▶ **Assignment**
According to the passage on KMT5A in papillary thyroid cancer cells, which assay was used to examine invasion capacity?
Supplied passage section start
Next we evaluated the protumorigenic role of KMT5A in the migration and invasion of PTC cells. The results revealed that both TPC-1 (shRNA1, P<0.01; shRNA2, P<0.05) and K1 (shRNA1, P<0.01; shRNA2, P<0.01) cells transfected with KMT5A shRNA1 or shRNA2 displayed significantly decreased cell migration capacity than that of the shRNA-control vector (Fig. 3A and B). As shown in Fig. 3C and D, the invasion capacity was examined by Transwell assay and the invasive rate was markedly decreased in the KMT5A shRNA1- or shRNA2-transfected TPC-1 (shRNA1, P<0.05; shRNA2, P<0.01) and K1 cells (shRNA1, P<0.05; shRNA2, P<0.05) than in the shRNA-control transfected cells.
Supplied passage section end
Excerpted data section start
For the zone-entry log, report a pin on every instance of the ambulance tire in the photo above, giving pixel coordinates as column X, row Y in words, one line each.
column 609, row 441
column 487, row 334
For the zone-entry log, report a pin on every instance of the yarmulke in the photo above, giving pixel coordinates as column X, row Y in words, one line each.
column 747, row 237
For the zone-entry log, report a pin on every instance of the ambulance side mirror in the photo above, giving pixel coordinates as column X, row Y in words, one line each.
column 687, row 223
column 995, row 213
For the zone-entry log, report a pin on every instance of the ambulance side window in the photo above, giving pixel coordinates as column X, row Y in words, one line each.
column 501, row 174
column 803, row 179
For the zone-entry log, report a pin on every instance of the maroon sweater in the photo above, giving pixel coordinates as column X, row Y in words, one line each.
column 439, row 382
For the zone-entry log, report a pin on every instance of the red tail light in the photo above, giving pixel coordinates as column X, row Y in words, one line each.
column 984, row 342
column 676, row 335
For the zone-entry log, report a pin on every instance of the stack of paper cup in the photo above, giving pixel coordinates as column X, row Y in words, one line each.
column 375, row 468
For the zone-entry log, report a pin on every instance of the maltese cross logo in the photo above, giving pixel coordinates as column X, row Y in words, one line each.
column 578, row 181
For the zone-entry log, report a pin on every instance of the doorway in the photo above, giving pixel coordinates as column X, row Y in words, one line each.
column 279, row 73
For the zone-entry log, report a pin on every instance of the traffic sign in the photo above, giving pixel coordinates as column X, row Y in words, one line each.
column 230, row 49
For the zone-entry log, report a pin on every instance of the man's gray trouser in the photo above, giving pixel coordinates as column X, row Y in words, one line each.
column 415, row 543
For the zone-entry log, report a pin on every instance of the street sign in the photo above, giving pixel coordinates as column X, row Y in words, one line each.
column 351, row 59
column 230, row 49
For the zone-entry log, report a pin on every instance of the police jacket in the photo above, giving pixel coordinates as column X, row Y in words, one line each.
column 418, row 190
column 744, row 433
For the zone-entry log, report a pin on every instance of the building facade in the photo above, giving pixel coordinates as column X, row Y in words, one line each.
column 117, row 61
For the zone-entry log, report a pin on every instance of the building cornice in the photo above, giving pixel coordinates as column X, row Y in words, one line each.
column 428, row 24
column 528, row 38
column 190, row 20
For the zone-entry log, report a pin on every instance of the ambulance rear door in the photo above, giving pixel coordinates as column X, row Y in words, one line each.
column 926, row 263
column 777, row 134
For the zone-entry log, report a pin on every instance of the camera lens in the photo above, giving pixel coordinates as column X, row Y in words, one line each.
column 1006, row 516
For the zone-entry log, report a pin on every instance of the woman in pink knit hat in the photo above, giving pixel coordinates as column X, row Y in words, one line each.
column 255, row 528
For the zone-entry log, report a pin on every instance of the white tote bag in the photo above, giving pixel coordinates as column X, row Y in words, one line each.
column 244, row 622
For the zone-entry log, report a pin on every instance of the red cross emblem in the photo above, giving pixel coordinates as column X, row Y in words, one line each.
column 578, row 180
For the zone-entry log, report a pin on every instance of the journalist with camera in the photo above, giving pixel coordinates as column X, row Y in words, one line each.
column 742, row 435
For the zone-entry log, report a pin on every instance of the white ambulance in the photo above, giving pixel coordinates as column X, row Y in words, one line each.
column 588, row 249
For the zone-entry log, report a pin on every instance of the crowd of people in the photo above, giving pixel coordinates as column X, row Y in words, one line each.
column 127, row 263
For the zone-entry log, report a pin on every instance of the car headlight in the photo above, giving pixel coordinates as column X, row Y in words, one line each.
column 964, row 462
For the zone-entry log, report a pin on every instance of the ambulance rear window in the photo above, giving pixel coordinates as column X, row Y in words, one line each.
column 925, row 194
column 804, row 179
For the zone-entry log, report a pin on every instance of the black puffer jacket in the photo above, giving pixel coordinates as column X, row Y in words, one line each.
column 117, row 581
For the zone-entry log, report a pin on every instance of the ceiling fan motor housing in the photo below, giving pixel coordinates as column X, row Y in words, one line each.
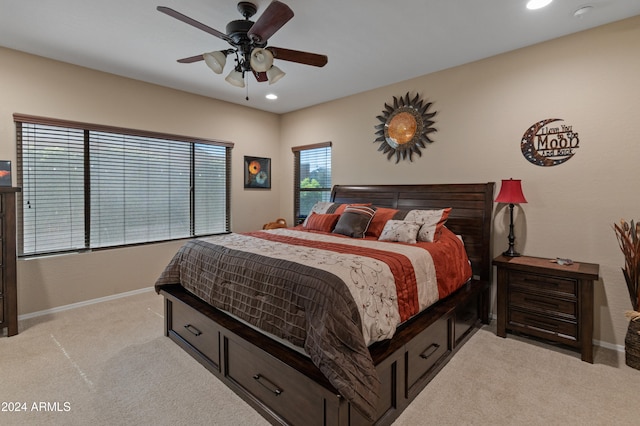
column 247, row 9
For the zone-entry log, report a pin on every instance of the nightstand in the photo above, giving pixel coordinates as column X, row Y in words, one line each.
column 543, row 299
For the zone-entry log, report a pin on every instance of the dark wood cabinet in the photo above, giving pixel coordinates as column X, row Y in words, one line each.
column 547, row 300
column 8, row 290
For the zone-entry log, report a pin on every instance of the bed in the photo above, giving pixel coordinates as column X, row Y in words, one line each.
column 303, row 363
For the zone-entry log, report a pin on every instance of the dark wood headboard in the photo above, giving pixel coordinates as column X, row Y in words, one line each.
column 471, row 214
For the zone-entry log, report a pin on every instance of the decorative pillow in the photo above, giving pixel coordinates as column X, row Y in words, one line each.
column 354, row 221
column 432, row 222
column 401, row 231
column 381, row 217
column 323, row 207
column 321, row 222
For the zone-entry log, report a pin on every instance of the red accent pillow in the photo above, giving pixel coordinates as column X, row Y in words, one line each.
column 322, row 222
column 380, row 219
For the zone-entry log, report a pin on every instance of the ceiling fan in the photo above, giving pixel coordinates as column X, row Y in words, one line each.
column 248, row 42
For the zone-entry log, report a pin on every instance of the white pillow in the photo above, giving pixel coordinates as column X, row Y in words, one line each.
column 432, row 222
column 400, row 231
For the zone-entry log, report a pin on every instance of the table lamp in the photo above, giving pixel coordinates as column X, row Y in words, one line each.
column 511, row 193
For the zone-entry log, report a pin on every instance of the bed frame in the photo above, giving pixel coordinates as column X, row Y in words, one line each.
column 285, row 387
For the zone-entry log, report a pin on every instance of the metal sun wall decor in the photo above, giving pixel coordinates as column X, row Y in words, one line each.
column 404, row 127
column 547, row 146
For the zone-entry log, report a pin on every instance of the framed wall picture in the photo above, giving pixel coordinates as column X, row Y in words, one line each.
column 5, row 173
column 257, row 172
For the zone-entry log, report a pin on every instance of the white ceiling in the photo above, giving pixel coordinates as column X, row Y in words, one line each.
column 370, row 43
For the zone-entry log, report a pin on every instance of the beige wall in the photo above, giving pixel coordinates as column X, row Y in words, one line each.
column 591, row 80
column 37, row 86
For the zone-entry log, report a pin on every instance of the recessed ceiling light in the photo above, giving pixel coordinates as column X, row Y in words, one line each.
column 537, row 4
column 580, row 12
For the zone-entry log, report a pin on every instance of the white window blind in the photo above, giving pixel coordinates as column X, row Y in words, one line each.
column 312, row 180
column 91, row 188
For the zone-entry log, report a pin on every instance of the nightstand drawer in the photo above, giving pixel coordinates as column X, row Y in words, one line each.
column 543, row 283
column 542, row 325
column 543, row 304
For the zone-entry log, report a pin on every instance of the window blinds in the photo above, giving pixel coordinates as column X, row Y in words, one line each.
column 91, row 188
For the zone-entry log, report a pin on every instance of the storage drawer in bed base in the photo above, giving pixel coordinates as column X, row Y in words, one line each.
column 286, row 388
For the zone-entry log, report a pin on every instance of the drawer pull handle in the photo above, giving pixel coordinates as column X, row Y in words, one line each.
column 547, row 283
column 269, row 385
column 432, row 349
column 544, row 324
column 193, row 330
column 542, row 302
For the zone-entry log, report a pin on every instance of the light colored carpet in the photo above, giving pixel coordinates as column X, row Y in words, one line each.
column 109, row 364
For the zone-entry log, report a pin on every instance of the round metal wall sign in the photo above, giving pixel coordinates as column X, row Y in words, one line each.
column 546, row 145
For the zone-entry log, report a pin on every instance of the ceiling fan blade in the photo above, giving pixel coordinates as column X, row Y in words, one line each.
column 184, row 18
column 272, row 19
column 300, row 57
column 260, row 76
column 191, row 59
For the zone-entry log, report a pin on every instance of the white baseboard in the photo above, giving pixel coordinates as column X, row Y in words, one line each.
column 84, row 303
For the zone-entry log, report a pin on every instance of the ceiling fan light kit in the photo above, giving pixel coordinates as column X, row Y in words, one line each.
column 261, row 59
column 248, row 40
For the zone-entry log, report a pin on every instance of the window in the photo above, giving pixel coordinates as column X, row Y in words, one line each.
column 312, row 180
column 87, row 186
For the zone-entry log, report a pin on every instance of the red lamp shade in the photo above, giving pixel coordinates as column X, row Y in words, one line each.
column 511, row 192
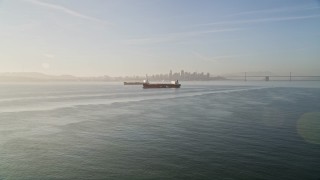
Excerpted data section end
▶ **Answer**
The Transwell assay.